[Source records]
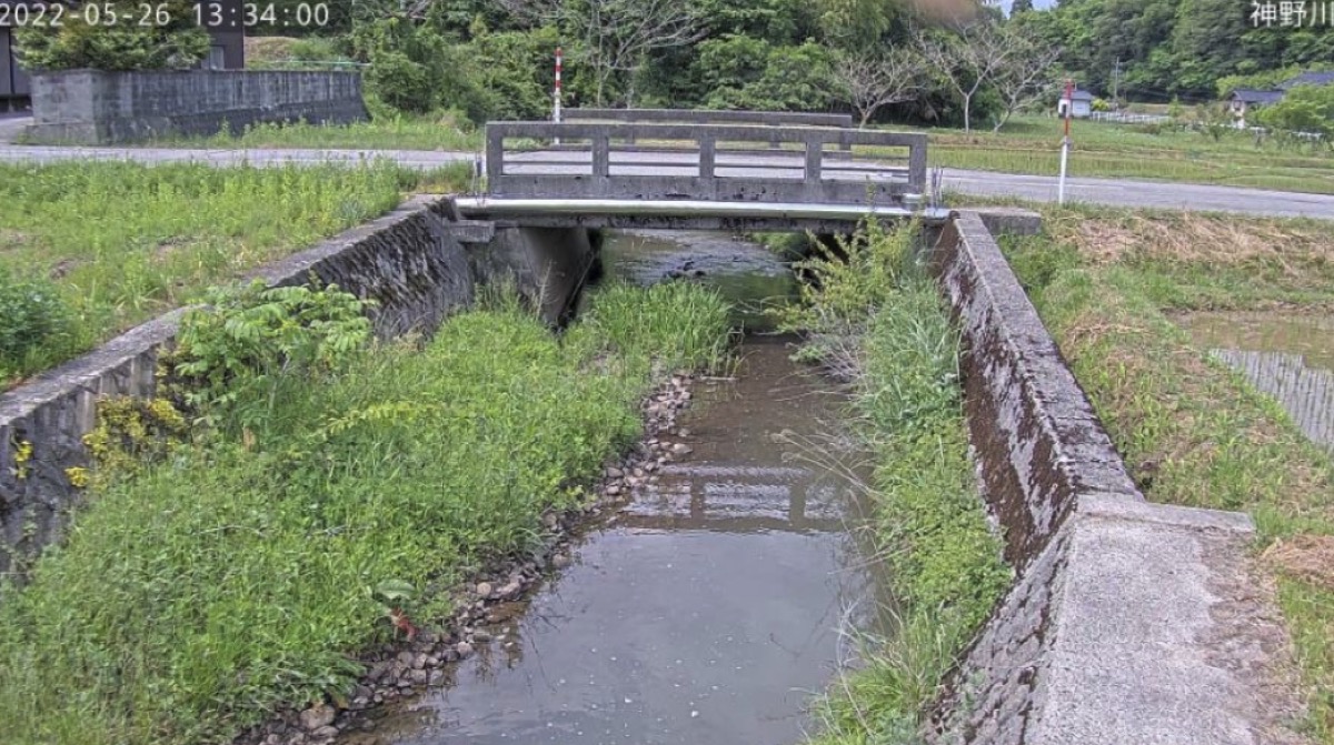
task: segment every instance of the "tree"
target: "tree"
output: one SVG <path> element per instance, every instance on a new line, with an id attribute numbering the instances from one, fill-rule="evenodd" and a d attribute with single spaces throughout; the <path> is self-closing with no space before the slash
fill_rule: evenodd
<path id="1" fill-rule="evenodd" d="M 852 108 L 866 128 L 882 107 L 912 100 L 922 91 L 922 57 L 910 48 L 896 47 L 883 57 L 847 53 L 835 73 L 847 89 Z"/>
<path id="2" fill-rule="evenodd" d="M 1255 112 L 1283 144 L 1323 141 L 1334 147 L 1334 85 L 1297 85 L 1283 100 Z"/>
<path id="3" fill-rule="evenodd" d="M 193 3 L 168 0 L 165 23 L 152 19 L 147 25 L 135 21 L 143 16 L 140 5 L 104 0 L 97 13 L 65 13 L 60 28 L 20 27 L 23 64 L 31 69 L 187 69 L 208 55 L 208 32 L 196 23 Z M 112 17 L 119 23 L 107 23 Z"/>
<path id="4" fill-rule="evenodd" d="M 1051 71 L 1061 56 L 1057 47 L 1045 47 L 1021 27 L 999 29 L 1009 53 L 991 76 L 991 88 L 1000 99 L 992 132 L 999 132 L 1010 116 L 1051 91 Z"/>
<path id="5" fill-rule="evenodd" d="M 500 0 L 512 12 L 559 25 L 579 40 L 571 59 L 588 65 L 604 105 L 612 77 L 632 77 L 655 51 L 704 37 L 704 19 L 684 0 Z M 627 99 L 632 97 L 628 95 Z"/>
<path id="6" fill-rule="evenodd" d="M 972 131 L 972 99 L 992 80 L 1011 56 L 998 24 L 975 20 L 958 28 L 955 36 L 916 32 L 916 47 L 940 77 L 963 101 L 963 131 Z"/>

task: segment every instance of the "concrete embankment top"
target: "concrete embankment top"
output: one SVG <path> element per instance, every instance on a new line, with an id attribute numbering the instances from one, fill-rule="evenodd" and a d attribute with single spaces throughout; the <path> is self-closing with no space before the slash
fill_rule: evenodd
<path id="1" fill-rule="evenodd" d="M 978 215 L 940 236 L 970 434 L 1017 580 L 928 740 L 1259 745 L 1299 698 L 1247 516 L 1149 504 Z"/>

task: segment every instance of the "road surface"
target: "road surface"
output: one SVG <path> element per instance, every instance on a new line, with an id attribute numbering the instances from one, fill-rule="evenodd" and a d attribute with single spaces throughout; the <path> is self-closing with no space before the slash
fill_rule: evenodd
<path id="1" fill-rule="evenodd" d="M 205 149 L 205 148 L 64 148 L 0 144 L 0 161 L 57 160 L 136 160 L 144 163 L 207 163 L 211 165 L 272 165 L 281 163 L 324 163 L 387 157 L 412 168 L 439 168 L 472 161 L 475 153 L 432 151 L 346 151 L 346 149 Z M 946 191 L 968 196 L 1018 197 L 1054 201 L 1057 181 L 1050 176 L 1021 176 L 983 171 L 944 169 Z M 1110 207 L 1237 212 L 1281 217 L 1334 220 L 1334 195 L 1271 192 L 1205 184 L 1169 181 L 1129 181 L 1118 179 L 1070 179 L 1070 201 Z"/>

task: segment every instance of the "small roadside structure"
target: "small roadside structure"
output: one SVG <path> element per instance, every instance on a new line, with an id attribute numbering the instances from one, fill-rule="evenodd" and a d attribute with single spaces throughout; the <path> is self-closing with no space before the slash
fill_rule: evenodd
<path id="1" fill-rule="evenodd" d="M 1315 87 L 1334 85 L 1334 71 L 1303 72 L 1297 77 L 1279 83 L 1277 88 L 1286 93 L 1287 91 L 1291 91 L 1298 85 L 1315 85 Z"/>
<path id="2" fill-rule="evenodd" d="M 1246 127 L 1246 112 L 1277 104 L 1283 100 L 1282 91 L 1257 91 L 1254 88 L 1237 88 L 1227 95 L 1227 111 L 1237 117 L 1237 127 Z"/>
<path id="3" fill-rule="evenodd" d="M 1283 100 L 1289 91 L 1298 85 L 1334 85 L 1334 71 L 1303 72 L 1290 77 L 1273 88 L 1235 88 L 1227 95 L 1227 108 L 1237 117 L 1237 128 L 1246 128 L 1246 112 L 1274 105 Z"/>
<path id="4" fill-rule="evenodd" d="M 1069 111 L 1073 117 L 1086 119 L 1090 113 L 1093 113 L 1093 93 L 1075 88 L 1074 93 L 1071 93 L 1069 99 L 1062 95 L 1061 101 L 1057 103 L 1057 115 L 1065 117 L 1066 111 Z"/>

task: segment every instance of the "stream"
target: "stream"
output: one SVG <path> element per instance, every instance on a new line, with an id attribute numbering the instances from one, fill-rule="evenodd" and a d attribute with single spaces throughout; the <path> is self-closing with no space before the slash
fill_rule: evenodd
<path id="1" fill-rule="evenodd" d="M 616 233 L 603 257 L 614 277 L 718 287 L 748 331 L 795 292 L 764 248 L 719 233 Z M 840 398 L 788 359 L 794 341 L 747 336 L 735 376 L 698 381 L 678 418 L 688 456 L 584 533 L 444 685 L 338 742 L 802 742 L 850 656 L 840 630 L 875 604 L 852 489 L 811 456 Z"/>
--
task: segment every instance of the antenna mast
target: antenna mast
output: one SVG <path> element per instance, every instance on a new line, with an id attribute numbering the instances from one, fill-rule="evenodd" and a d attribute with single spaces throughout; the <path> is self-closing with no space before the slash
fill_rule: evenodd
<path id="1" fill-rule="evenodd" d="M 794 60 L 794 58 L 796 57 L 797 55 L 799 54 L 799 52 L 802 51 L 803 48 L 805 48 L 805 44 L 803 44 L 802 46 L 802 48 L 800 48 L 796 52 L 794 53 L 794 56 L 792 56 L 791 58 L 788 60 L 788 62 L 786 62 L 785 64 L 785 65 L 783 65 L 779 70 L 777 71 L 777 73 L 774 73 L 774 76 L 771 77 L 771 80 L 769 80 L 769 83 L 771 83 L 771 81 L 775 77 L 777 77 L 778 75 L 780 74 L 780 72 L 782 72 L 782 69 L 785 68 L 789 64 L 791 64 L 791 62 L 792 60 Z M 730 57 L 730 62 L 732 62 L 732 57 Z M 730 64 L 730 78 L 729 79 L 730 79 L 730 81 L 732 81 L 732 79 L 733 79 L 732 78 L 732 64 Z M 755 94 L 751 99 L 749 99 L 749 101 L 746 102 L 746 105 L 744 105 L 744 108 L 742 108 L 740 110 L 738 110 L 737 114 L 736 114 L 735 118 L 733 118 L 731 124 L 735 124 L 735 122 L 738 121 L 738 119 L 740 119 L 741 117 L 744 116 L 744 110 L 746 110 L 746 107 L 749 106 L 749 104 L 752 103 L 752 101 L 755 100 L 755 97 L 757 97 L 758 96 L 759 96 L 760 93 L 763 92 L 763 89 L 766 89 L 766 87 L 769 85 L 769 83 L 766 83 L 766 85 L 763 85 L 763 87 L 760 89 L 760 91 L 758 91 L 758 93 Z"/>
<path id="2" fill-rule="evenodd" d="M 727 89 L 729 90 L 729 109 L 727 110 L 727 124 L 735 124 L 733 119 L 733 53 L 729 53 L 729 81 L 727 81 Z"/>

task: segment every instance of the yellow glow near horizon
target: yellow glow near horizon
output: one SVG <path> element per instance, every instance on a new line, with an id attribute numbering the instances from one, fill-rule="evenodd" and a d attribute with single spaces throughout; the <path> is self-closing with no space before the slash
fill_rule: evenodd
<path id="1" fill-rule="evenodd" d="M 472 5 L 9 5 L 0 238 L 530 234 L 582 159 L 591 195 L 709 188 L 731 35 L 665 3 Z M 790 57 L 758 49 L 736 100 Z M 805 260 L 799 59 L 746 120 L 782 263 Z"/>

THE PROBLEM
Could you duplicate the part of the data that opens with the line containing "task: segment every instance of the yellow" and closes with the line containing "0 238 L 530", keeping both of those lines?

RESULT
task: segment every instance of the yellow glow near horizon
target: yellow glow near horizon
output: one SVG <path> element per instance, every instance on a new line, with an id attribute numbering the instances from one, fill-rule="evenodd" and a d attribute with single spaces throughout; the <path> is self-closing with no space before the slash
fill_rule: evenodd
<path id="1" fill-rule="evenodd" d="M 472 5 L 9 5 L 0 238 L 530 234 L 582 159 L 591 195 L 709 188 L 731 35 L 665 3 Z M 790 57 L 758 49 L 736 100 Z M 805 260 L 799 59 L 746 120 L 782 263 Z"/>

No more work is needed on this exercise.